Excerpt provided:

╔══

Such was the dominance of David Oistrakh in the Soviet Union that the brilliance of his younger compatriot Leonid Kogan slipped comparatively under the radar. Born in the Ukraine, he studied in Moscow before his victory at the Queen Elisabeth Competition in Brussels, performing Paganini’s First Concerto, launched his concert career in earnest. A model of restraint both on and off the stage, Kogan’s playing was notable for his immaculate technique and intonation and a purity of sound that saw vibrato kept to a minimum. Not that this meant lack of passion, as is amply revealed by recordings that range from works by Beethoven and Brahms to those by his Soviet contemporaries, whom he regularly championed. As a chamber musician he was in his element, forming a notable trio with pianist Emil Gilels and cellist Mstislav Rostropovich or, later on in his life, accompanied by his daughter Nina. Sadly, that life came to an all-too-early end when he died aged just 58 on a train on the way to a concert engagement.

╚══

Collected data:
╔══

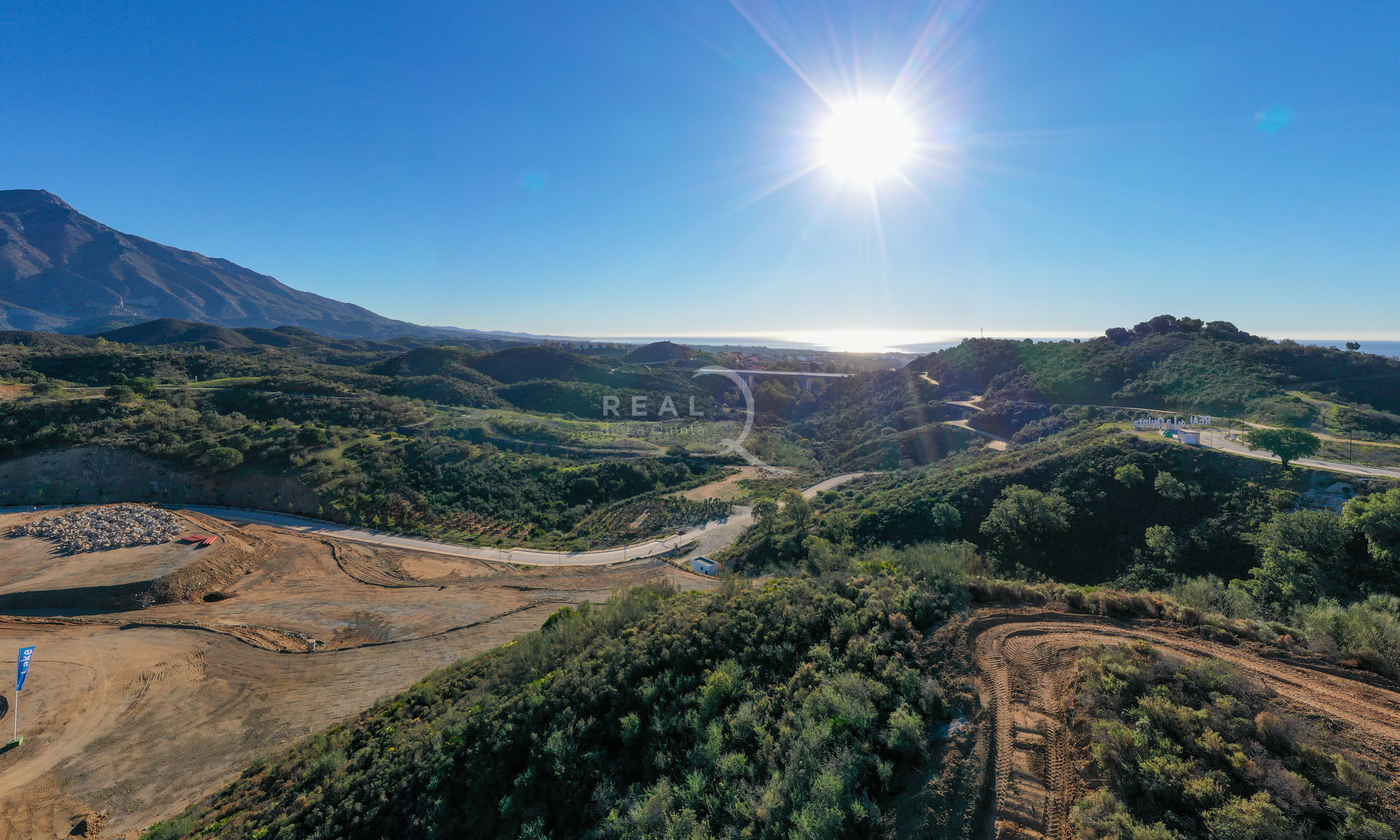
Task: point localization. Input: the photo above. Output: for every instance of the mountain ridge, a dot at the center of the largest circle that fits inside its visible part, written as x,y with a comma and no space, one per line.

╚══

Given task 1:
Condense the paragraph of the Leonid Kogan text that begins "Such was the dominance" into a short bulleted list of its main facts.
Given task 2:
According to the Leonid Kogan text, which work did Kogan perform when he won the Queen Elisabeth Competition?
Rely only on the Leonid Kogan text for what follows.

Task solution 1:
- Kogan's brilliance was comparatively overlooked because David Oistrakh dominated the Soviet Union.
- Born in the Ukraine, he studied in Moscow.
- His concert career took off after he won the Queen Elisabeth Competition in Brussels playing Paganini's First Concerto.
- Restrained on and off stage, he played with immaculate technique and intonation and a pure sound with little vibrato, yet still with passion.
- His recordings range from Beethoven and Brahms to the Soviet contemporaries he championed.
- In chamber music he formed a trio with Emil Gilels and Mstislav Rostropovich and later performed with his daughter Nina.
- He died at 58 on a train on the way to a concert engagement.

Task solution 2:
Paganini's First Concerto.